EXERCISE MATERIAL

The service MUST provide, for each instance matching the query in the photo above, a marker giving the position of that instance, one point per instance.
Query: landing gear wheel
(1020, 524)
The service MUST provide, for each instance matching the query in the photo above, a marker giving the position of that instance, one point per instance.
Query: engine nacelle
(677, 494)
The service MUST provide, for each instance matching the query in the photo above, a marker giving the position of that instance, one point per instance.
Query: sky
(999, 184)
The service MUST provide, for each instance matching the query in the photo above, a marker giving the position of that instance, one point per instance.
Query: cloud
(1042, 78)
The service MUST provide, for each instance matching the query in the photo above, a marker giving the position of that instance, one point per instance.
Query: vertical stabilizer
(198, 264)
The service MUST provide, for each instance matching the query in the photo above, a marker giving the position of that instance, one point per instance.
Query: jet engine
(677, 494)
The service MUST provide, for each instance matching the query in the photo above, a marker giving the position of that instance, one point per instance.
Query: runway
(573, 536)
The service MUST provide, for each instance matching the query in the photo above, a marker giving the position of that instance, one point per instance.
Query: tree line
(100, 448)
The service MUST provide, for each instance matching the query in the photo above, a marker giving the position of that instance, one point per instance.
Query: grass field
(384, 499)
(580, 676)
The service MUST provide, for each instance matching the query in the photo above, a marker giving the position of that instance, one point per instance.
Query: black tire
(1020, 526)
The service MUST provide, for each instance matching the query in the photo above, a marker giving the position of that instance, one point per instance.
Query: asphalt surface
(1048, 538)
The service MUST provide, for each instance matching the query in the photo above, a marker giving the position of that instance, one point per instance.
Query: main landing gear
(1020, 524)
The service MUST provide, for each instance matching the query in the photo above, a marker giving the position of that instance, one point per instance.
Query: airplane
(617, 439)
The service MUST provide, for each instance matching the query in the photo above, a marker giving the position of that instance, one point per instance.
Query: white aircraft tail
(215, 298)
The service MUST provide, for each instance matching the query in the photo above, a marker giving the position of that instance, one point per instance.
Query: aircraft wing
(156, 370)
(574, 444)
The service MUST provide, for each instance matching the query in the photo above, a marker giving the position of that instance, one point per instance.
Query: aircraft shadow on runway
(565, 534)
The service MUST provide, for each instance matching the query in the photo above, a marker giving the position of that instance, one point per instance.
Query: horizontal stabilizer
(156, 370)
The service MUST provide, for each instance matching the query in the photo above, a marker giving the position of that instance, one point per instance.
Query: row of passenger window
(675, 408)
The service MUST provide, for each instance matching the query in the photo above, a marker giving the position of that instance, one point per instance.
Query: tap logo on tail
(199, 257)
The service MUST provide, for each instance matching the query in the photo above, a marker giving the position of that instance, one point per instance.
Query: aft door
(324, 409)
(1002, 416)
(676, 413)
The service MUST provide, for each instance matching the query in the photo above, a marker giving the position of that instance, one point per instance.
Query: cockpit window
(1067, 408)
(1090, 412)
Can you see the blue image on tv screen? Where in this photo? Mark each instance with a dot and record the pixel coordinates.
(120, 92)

EXERCISE INSTRUCTIONS
Exactly as written, please output every entry.

EXERCISE OUTPUT
The service MUST provide, for each instance matching the query in the photo above, a marker giving the position of that instance, one point per instance.
Query: landing gear wheel
(1020, 524)
The service MUST provide, for each instance matching the query in the photo above, a marker giving the position of that instance, one point per instance.
Query: engine nacelle
(677, 494)
The service MUST provide, for each instance matching the query in the photo above, a marker giving the position of that instance, one point per instance.
Query: sky
(999, 184)
The service MUST provide, for each instance matching the query in the photo above, a marker giving the position of that instance, one point per instance.
Query: cloud
(1042, 78)
The service MUST provide, for each instance matching the query in the photo above, a marker giving the position of that instance, one point per instance.
Query: vertical stabilizer
(198, 264)
The service MUST provide, for each instance matching the query in the photo above, a marker giving the position of that instance, one point per instance.
Query: jet engine
(677, 494)
The service MUST provide, for each instance matching the query in the photo above, a marker giving the position of that instance, one point per instance.
Query: runway
(573, 536)
The service MUST provide, for each instance matching the query in the photo above, a marker giving the position of that instance, one point per instance.
Query: tree line
(100, 448)
The service MUST provide, for each instance matching the query in the photo above, a marker giving the position of that instance, one point per instance.
Query: grass field
(384, 499)
(580, 676)
The service MUST provide, for each instance matching the query in the photo above, a marker giving the position of that instance, one point per instance.
Query: black tire
(1020, 526)
The service MUST provide, for each instance matching the query in the photo above, a marker giving the position of that instance, one point per instance.
Query: asphalt surface
(1048, 538)
The service MUST provide, for each instance matching the query in the photo above, a marker giving the position of that instance, one point per instance.
Query: main landing gear
(1020, 524)
The service MUST provide, for each instance matching the query in the photo above, a marker giving the position of that instance, one point per instance.
Query: airplane
(617, 439)
The service MUST provide, for each instance matching the query in the photo above, a marker giving the position of that instance, one point per instance.
Query: white aircraft tail
(215, 298)
The service MUST provide, for each instance matching the query in the photo above, a marker giving the position of that instance, one point per instance.
Query: aircraft wing
(156, 370)
(574, 444)
The service MUST provide, for each instance matching the query in the photo above, a marker giving the position of that instance, one point per instance.
Query: aircraft shadow on runway
(565, 534)
The service MUST provide, for each instance matching the query in the photo above, a marker giving the position of that instance, one point per instance.
Query: horizontal stabilizer
(156, 370)
The service MUST provide, for each instance matching the query in the photo above, a marker giving the position of that instance, one point per instance.
Query: row of passenger window
(675, 408)
The service MUST provide, for each instance matching the query in the photo above, a marker giving the position of that instance, one point per instance.
Query: tap logo on tail
(199, 257)
The service MUST provide, for each instance matching the query in the photo above, a marker giving the position of that instance, one point per instance.
Query: aft door
(324, 409)
(1002, 416)
(676, 413)
The service MUST provide, for each instance matching the query in the photo above, a marker giving the position of that instance, one point per instance.
Query: cockpit window
(1067, 408)
(1090, 412)
Can you see the blue image on tv screen? Where in this photo? Mark each instance with a dot and record the pixel coordinates.
(120, 92)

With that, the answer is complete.